## BEGIN Source extract
Oracle Source Schema Overview

Auto-generated analysis of schemas/schema.dbml (10,182 lines, ~260 KB).
Generated: 2026-03-12

Executive Summary

The source Oracle database contains ~890 tables spread across 30 distinct schemas (Oracle users/owners). The vast majority of these tables are either:

Oracle system infrastructure — can be completely ignored for migration purposes.
Legacy per-museum “USD” data schemas — the actual specimen data we need to move.
MUSIT application schemas — a refactored, event-sourced layer that was built on top of the USD legacy data. These are the schemas that need to be mapped to Specify 7.

Schema Inventory

Schema	Tables	Category	Migrate?
`MUSIT_BOTANIKK_FELLES`	111	MUSIT core – Botany	✅ Primary
`MUSIT_ZOOLOGI_ENTOMOLOGI`	101	MUSIT core – Entomology	✅ Primary
`USD_BOTANIKK_TRONDHEIM`	81	Legacy botany data – Trondheim	✅ Source data
`USD_BOTANIKK_TROMSO`	78	Legacy botany data – Tromsø	✅ Source data
`USD_BOTANIKK_SVALBARD`	73	Legacy botany data – Svalbard	✅ Source data
`USD_BOTANIKK_BERGEN`	66	Legacy botany data – Bergen	✅ Source data
`USD_FELLES`	45	Shared media / image storage	⚠️ Media only
`USD_METADATA`	43	USD app config; `BRUKARAR`/`GRUPPE` needed for users	⚠️ Partial
`USD_NAT_TAXAREG`	22	Shared taxonomic registry (fallback for unmatched taxa)	⚠️ Reference
`USD_TRANSLATION`	6	UI string translations	❌ Ignore
`USD_MUSEUM`	2	Museum metadata	❌ Ignore
`USD`	2	Misc shared	❌ Ignore
`USD_WEB`	1	Web app config	❌ Ignore
`USD_FELLES_MIGRERING`	1	Media migration scratch table	❌ Ignore
`USD_BOT_BERGEN_BACK`	1	Old Bergen backup	❌ Ignore
`USD_ETNO_OS`	1	Ethnography Oslo (unrelated)	❌ Ignore
`SDE`	70	ArcGIS/Esri spatial data engine	❌ Ignore
`MDSYS`	53	Oracle Spatial/Locator	❌ Ignore
`SYS`	43	Oracle core system	❌ Ignore
`SYSTEM`	7	Oracle system	❌ Ignore
`XDB`	6	Oracle XML database	❌ Ignore
`CTXSYS`	5	Oracle Text / full-text search	❌ Ignore
`CSMIG`	12	Oracle character-set migration	❌ Ignore
`MUSIT_BOTANIKK_FELLES_FOTO`	11	Botany photo archive	⚠️ Media only
`MUSIT_ZOOLOGI_ENTOMOLOGI_FOTO`	11	Entomology photo archive	⚠️ Media only
`MUSIT_NATHIST_FELLES`	3	Shared natural history helpers	⚠️ Reference
`MUSIT_COORDINATE`	2	Coordinate conversion testing	❌ Ignore
`MUSIT_ROLE_ADMIN`	3	MUSIT role/ACL admin	❌ Ignore
`DIGIR_MUSIT`	3	DiGIR/DwC public export view	❌ Ignore

The Two Main Schema Families

Family 1 — USD Schemas (Legacy, Per-Museum)
## END Source extract
## BEGIN Extracted data
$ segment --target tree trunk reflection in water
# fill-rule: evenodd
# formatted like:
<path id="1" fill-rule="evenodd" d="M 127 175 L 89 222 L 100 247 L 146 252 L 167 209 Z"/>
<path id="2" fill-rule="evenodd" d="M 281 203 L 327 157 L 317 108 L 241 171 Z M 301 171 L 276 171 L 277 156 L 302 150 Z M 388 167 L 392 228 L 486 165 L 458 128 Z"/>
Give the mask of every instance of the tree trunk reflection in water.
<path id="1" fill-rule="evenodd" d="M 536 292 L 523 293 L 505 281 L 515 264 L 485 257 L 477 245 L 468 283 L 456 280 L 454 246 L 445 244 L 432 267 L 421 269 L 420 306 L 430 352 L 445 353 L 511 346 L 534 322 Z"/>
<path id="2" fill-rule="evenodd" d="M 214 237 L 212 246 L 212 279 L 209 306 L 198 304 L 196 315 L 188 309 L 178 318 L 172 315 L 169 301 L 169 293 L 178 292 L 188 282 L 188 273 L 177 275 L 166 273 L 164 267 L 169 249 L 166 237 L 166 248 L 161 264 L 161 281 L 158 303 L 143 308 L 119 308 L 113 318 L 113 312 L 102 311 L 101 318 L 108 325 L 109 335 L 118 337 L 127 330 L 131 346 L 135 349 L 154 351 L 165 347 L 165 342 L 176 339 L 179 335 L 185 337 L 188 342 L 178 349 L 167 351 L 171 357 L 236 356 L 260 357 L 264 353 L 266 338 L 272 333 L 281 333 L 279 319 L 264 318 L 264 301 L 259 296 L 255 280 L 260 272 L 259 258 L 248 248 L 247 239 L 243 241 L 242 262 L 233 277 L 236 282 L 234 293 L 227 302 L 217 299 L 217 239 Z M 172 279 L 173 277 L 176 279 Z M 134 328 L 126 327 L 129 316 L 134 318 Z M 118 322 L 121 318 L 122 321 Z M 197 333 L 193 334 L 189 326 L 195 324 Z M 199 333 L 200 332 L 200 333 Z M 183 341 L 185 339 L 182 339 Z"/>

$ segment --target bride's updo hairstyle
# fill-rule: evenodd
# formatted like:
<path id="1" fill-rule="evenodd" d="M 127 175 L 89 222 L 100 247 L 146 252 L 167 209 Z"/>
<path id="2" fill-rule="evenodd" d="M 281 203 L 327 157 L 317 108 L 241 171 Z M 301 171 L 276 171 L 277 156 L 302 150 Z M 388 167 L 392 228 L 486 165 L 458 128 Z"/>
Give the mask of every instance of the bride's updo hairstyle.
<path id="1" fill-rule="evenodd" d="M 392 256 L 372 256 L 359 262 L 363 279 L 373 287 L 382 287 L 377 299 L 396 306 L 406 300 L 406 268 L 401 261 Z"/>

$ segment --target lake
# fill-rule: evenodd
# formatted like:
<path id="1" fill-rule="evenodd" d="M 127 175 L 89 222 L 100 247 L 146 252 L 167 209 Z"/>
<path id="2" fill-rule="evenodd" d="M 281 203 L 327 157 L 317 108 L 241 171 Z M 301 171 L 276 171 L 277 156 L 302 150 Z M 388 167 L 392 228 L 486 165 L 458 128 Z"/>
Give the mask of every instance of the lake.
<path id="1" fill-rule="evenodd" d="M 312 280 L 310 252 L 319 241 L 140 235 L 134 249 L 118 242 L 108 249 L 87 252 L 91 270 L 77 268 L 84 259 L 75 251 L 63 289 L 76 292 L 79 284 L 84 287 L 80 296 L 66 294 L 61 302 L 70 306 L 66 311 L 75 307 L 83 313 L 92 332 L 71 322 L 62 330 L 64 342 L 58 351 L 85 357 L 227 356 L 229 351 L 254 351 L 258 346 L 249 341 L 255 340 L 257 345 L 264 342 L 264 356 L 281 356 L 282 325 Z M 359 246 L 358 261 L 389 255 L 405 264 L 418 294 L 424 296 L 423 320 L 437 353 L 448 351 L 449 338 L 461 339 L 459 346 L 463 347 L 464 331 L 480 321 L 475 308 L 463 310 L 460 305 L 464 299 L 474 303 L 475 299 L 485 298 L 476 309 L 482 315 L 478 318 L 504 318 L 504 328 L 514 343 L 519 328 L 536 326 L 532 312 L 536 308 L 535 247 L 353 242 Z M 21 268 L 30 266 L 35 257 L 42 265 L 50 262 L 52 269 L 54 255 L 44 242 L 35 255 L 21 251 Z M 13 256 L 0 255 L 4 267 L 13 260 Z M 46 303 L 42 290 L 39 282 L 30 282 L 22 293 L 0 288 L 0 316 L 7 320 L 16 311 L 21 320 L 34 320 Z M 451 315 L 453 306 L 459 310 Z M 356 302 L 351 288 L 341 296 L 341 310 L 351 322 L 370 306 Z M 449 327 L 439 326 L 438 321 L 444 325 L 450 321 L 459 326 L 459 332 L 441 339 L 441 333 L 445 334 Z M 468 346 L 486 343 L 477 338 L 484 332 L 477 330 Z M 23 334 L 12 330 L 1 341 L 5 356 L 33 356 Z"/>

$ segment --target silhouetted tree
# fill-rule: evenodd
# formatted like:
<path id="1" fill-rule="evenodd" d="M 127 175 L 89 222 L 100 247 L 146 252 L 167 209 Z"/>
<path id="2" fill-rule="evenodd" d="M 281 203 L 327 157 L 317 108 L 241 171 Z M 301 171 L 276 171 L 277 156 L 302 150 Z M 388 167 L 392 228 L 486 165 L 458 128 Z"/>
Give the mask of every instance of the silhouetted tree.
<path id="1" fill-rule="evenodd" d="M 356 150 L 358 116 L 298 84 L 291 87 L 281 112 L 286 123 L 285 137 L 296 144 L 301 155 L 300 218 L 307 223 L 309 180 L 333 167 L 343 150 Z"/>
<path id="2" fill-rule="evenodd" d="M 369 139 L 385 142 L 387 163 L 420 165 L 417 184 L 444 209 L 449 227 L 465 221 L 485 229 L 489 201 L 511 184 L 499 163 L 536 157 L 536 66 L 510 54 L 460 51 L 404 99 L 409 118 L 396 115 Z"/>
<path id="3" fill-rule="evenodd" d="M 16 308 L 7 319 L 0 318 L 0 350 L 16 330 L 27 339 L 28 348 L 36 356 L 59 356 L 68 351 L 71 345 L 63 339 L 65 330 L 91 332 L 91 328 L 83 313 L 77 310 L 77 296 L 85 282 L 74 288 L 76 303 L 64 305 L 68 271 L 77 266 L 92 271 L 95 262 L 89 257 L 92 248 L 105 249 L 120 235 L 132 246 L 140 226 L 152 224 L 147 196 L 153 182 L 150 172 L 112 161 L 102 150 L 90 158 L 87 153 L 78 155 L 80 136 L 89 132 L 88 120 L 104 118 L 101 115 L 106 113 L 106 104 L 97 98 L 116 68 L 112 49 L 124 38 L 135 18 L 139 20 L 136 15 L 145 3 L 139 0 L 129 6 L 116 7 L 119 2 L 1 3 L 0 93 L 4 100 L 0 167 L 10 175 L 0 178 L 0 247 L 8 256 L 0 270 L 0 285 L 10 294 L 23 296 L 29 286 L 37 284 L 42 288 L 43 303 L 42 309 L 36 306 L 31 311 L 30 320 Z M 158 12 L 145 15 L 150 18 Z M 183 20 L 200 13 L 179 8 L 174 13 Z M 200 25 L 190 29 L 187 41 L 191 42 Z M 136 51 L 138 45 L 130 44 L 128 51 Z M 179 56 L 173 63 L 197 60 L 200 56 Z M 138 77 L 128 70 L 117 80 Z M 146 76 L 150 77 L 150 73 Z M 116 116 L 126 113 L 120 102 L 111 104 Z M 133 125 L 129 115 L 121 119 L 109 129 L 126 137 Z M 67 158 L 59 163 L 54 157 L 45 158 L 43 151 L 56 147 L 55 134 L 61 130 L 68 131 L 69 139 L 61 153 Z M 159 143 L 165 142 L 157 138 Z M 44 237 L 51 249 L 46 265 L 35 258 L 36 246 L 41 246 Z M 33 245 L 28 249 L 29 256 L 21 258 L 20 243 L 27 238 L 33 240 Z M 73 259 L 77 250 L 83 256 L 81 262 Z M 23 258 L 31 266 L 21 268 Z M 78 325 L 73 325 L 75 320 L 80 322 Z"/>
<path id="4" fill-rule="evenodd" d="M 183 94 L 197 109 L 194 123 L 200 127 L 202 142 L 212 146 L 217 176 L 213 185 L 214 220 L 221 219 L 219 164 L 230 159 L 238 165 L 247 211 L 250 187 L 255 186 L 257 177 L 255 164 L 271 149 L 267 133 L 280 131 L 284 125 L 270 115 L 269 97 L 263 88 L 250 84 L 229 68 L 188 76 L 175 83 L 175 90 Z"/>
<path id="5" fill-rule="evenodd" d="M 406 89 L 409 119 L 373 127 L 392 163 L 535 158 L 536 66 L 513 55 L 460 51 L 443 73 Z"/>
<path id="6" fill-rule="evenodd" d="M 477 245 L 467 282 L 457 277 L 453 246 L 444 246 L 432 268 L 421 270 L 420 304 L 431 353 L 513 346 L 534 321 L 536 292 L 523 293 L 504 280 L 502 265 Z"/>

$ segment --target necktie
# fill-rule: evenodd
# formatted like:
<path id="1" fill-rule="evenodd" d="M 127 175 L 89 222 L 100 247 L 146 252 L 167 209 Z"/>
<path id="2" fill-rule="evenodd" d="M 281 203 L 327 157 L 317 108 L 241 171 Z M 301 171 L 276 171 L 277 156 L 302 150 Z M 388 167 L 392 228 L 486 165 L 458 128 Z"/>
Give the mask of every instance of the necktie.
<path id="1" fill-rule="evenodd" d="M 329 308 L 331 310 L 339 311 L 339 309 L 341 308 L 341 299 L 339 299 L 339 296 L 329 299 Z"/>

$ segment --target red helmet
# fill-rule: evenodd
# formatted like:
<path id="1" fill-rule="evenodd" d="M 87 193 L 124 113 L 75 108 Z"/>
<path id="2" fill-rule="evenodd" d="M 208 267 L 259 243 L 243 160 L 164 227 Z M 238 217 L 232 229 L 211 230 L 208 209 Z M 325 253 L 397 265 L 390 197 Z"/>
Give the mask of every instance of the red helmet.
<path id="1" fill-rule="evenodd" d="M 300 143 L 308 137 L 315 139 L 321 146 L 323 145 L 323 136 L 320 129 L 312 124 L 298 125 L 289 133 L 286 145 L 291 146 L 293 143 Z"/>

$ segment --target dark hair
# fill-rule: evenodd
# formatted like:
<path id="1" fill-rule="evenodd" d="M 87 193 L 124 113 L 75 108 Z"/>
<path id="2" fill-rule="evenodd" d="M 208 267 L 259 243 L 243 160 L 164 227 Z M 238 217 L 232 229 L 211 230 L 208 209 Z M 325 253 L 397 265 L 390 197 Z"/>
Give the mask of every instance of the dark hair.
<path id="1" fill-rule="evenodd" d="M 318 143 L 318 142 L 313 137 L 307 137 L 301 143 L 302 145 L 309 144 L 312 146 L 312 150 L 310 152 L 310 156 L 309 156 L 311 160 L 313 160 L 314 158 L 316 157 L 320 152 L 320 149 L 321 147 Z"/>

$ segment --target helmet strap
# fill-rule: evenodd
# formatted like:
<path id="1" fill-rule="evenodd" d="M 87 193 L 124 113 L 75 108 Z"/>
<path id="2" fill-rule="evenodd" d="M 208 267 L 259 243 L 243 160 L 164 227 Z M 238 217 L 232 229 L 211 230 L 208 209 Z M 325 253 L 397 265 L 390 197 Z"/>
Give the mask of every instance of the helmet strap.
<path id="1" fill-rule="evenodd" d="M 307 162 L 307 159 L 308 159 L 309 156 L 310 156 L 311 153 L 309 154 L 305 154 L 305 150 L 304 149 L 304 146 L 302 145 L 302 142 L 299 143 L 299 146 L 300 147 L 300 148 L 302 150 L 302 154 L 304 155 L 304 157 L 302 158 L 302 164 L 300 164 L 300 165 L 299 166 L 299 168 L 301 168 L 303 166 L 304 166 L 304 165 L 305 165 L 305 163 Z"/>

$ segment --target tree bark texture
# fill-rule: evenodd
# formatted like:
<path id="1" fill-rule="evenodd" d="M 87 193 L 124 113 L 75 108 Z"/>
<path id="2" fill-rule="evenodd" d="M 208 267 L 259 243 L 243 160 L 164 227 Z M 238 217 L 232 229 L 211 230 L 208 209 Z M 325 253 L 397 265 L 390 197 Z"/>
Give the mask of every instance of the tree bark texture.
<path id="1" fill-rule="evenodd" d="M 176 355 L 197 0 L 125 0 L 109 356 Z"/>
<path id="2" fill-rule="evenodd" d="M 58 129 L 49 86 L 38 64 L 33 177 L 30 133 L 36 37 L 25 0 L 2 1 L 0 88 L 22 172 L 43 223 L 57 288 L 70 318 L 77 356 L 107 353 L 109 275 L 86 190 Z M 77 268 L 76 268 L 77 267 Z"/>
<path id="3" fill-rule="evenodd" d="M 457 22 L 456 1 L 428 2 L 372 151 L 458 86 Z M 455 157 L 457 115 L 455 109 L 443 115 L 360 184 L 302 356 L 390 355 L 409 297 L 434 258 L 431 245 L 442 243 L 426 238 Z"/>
## END Extracted data
__Exercise 1__.
According to the schema overview, which schema contains the `BRUKARAR` and `GRUPPE` tables needed for users?
__Exercise 2__.
Put the stretch of the records from the line containing "--target silhouetted tree" through the line containing "369 139 L 385" into a JSON list of strings, one string per line, with blank lines left out.

__Output 1__.
`USD_METADATA`

__Output 2__.
[
  "$ segment --target silhouetted tree",
  "# fill-rule: evenodd",
  "# formatted like:",
  "<path id=\"1\" fill-rule=\"evenodd\" d=\"M 127 175 L 89 222 L 100 247 L 146 252 L 167 209 Z\"/>",
  "<path id=\"2\" fill-rule=\"evenodd\" d=\"M 281 203 L 327 157 L 317 108 L 241 171 Z M 301 171 L 276 171 L 277 156 L 302 150 Z M 388 167 L 392 228 L 486 165 L 458 128 Z\"/>",
  "Give the mask of every instance of the silhouetted tree.",
  "<path id=\"1\" fill-rule=\"evenodd\" d=\"M 356 150 L 358 116 L 298 84 L 291 87 L 281 112 L 286 123 L 285 137 L 296 144 L 301 155 L 300 218 L 307 223 L 309 180 L 333 167 L 343 150 Z\"/>",
  "<path id=\"2\" fill-rule=\"evenodd\" d=\"M 369 139 L 385 142 L 387 163 L 420 165 L 417 184 L 444 209 L 449 227 L 465 221 L 485 229 L 489 201 L 511 184 L 499 163 L 536 157 L 536 66 L 510 54 L 460 51 L 404 99 L 409 118 L 396 115 Z\"/>"
]